◆ GIVEN PROBLEM: Locate the line that contains "Tag the blue". Reproduce it and all following lines up to the end of the material, exactly and with nothing added.
================================
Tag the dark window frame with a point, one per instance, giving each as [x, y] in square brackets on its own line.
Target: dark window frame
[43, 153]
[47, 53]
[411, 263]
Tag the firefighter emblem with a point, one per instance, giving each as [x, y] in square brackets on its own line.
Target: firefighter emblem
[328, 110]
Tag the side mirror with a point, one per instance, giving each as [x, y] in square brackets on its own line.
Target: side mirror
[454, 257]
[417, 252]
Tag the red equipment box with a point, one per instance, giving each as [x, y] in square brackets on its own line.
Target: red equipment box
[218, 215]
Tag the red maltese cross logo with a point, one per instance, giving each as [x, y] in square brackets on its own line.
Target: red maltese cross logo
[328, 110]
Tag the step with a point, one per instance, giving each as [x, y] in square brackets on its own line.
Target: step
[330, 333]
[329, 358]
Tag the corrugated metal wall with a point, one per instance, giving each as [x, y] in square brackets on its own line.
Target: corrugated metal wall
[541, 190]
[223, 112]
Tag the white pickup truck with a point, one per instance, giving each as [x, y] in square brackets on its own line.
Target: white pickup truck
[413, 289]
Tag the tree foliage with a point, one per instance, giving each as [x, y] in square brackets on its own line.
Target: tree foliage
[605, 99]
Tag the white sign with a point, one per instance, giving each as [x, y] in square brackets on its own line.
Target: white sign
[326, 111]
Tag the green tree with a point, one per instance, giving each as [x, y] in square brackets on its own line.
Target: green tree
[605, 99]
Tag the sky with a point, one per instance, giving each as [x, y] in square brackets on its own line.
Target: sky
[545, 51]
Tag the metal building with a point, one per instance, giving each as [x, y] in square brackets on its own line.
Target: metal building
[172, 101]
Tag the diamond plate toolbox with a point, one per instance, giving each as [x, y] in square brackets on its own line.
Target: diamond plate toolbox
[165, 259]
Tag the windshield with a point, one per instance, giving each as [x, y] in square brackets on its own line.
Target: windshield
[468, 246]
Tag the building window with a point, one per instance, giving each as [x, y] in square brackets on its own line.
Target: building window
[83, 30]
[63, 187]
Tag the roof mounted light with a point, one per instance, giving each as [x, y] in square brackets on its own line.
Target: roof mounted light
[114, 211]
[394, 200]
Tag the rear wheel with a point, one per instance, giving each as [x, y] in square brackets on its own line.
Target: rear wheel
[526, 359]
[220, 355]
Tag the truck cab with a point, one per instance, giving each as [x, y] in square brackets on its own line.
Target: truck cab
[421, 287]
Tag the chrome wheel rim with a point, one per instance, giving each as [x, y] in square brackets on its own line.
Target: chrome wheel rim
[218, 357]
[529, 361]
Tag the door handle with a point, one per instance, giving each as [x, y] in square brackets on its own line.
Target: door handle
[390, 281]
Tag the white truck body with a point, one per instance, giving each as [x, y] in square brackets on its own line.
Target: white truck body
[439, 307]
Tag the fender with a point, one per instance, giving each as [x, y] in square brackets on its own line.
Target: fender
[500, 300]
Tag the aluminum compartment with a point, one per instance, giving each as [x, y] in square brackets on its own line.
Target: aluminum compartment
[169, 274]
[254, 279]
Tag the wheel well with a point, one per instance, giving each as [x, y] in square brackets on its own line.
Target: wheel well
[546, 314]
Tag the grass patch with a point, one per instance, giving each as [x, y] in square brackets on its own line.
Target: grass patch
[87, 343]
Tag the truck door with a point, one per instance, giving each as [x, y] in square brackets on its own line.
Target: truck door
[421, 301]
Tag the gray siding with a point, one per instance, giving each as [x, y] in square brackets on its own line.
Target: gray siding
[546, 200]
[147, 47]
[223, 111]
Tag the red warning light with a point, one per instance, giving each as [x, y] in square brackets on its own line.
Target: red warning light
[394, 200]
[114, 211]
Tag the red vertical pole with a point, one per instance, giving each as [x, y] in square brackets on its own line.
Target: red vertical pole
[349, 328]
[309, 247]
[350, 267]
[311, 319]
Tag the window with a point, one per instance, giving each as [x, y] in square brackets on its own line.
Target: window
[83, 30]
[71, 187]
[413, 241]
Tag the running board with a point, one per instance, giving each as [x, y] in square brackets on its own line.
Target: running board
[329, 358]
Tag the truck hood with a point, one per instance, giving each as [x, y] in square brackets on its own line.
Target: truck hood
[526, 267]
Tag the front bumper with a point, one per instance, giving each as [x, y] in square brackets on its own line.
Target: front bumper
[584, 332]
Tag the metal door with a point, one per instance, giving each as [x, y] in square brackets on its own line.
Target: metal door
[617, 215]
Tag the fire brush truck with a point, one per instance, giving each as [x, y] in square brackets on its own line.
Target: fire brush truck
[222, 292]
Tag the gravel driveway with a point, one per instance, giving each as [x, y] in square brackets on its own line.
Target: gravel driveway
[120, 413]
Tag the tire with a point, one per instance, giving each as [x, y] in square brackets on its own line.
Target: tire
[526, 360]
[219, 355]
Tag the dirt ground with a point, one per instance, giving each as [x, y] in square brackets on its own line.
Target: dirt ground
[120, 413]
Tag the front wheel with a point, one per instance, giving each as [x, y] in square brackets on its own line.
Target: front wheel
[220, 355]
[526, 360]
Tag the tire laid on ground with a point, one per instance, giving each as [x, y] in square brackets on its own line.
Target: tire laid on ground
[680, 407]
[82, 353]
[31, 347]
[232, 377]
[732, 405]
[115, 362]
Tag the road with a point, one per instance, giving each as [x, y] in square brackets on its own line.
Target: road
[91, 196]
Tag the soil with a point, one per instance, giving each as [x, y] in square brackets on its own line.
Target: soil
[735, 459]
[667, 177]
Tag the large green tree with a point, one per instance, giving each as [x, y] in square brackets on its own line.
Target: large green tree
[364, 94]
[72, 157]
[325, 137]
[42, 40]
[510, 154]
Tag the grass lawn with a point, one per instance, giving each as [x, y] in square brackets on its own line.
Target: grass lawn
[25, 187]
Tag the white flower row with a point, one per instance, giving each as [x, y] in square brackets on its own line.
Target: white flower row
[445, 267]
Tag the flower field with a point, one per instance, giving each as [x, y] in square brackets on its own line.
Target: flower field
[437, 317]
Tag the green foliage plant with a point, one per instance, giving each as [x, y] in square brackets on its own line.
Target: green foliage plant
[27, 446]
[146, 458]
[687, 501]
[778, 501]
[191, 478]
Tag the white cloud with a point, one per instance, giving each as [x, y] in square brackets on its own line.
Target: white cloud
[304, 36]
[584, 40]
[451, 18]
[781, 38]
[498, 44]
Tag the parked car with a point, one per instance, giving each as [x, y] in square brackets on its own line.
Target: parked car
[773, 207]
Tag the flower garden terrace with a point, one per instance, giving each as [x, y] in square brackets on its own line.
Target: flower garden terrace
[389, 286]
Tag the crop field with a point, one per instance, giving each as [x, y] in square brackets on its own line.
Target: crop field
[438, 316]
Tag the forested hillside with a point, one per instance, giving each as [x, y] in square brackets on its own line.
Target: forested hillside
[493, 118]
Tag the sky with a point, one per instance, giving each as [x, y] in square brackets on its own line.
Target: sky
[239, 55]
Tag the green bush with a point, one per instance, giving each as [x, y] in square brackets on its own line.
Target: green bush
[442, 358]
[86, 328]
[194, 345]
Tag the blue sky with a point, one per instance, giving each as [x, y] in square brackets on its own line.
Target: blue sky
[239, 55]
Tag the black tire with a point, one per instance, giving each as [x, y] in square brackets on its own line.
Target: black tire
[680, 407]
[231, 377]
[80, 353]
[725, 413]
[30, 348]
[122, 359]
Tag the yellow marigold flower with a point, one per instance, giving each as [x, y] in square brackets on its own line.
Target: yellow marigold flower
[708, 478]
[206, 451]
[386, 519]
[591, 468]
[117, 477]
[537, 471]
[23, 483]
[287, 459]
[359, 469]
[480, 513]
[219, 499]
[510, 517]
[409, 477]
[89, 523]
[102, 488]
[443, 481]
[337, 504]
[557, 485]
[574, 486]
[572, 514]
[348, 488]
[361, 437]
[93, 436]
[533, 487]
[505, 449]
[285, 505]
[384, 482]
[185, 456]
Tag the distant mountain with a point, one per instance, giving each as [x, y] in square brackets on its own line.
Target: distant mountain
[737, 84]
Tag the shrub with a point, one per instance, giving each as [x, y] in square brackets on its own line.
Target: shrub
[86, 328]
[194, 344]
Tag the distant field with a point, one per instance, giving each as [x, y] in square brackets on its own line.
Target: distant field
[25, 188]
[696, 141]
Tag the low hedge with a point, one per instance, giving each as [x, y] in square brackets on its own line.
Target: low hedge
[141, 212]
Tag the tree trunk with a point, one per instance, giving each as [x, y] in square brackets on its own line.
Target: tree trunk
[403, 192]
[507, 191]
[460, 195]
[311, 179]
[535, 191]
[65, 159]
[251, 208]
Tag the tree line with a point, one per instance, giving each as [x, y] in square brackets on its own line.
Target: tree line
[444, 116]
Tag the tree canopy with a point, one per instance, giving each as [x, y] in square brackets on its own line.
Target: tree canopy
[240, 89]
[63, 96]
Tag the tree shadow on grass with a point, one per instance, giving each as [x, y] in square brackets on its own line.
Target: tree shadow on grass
================================
◆ OUTPUT OF THE TASK:
Tag the blue sky with a point, one per instance, giving each as [x, y] in square brackets on its own line.
Target: blue sky
[239, 55]
Tag the black tire with a point, one per instance, giving each as [x, y] in square brackets on its own line.
Target: black tire
[680, 407]
[231, 377]
[80, 353]
[725, 413]
[30, 348]
[122, 359]
Tag the yellow marigold flower with a point, one per instance, giving each as [x, y] in square brackets on its own line.
Target: yellow marigold flower
[708, 478]
[206, 451]
[386, 519]
[591, 468]
[117, 477]
[537, 471]
[23, 483]
[287, 459]
[359, 469]
[480, 513]
[219, 499]
[510, 517]
[409, 477]
[89, 523]
[102, 488]
[443, 481]
[337, 504]
[557, 485]
[574, 486]
[572, 514]
[348, 488]
[361, 437]
[93, 436]
[533, 487]
[505, 449]
[285, 505]
[384, 482]
[185, 456]
Tag the distant mountain with a point, one per instance, giving each as [x, y] in square brackets on its own line.
Target: distant mountain
[737, 84]
Tag the shrub with a point, one per instance, giving each as [x, y] in square brackets on its own line.
Target: shrub
[86, 328]
[194, 344]
Tag the distant field with a point, one per instance, giving each as [x, y] in square brackets on its own line.
Target: distant field
[25, 188]
[696, 141]
Tag the low hedge with a point, one per instance, giving each as [x, y] in square brackets on its own line.
Target: low hedge
[141, 212]
Tag the tree trunk with a point, one per instance, giving each as [x, y] in square brackets on its own line.
Target: tree trunk
[403, 192]
[507, 191]
[460, 195]
[311, 179]
[535, 191]
[65, 159]
[251, 208]
Tag the tree line with a point, one per instance, giving each as [x, y] in square brackets on its own line.
Target: tree line
[444, 116]
Tag the tree canopy with a point, one per instance, giving each as [x, y] in square brackets on its own line.
Target: tree canopy
[240, 89]
[63, 96]
Tag the tree shadow on grass with a point, one per instance, giving each as [x, y] in square brackets on its own line.
Target: tree shadow on grass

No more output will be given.